Вероятно, даже общественное мнение не оказывало на Рангника такого сильного давления, как он сам. Должно быть, его сильно уязвлял тот факт, что, несмотря на все свои успехи, он едва ли сумел выиграть хотя бы один титул. Полуфинал Лиги чемпионов с «Schalke 04» (Шальке 04), титул «осеннего чемпиона» (команда, занимающая первое место после первого круга чемпионата) с «TSG Hoffenheim» (Хоффенхайм 1899) – это все было лишь половиной того, чего он на самом деле хотел добиться. В подобную ловушку перфекционизма проще всего попасться тем, кто имеет дело с творческими профессиями или же погружен в профессиональный спорт. Такие люди хотя и наслаждаются своими успехами, но при этом и каждую неудачу они считают своим личным поражением. Иронично, но в итоге они одновременно являются и эксплуататорами, и эксплуатируемыми. «Подобные люди отличаются огромной внутренней силой, и именно это и ставит их под угрозу», – объясняет Раррек.
При этом Рангника можно назвать довольно впечатлительным человеком: он часто обижался на критику в свою сторону или же просто эмоционально реагировал на нее. В 2010 году он очень тяжело переживал многонедельное пребывание его отца в больнице, а позднее сильно беспокоился о своем друге, которому диагностировали рак. При этом он никогда не ощущал себя единым целым с теми футбольными клубами, которые ему доводилось тренировать. Когда игроки команд Рангника праздновали очередную победу, поливая друг друга пивным душем, он почему-то всегда выглядел отстраненно. Вполне может быть, что происходящее его раздражало.

§ **Список записей**:
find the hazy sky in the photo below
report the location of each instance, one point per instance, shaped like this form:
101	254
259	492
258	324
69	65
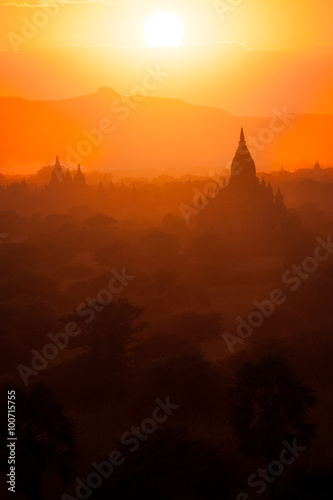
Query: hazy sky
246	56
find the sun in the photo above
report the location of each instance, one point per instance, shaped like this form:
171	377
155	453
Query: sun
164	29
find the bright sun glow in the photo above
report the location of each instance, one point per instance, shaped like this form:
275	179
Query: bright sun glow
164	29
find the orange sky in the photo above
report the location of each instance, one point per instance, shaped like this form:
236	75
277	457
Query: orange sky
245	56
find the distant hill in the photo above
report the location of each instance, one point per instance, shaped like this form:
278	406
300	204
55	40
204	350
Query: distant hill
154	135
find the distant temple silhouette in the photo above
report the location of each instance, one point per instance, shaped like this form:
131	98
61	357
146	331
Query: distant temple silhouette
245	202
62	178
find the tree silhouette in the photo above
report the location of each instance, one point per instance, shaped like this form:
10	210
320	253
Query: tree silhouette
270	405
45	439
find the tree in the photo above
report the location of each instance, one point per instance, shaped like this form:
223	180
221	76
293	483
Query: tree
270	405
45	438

§ **Задание 1**:
Перепишите дословно фрагмент текста о Рангнике от слов «При этом Рангника» до слов «происходящее его раздражало.».
§ **Задание 2**:
Ответьте на вопросы по тексту о Рангнике:
(a) В каком году отец Рангника несколько недель находился в больнице?
(b) До какой стадии Лиги чемпионов Рангник дошел с «Schalke 04»?
(c) С каким клубом Рангник завоевал титул «осеннего чемпиона»?

§ **Ответ 1**:
При этом Рангника можно назвать довольно впечатлительным человеком: он часто обижался на критику в свою сторону или же просто эмоционально реагировал на нее. В 2010 году он очень тяжело переживал многонедельное пребывание его отца в больнице, а позднее сильно беспокоился о своем друге, которому диагностировали рак. При этом он никогда не ощущал себя единым целым с теми футбольными клубами, которые ему доводилось тренировать. Когда игроки команд Рангника праздновали очередную победу, поливая друг друга пивным душем, он почему-то всегда выглядел отстраненно. Вполне может быть, что происходящее его раздражало.

§ **Ответ 2**:
(a) В 2010 году.
(b) До полуфинала.
(c) С «TSG Hoffenheim» (Хоффенхайм 1899).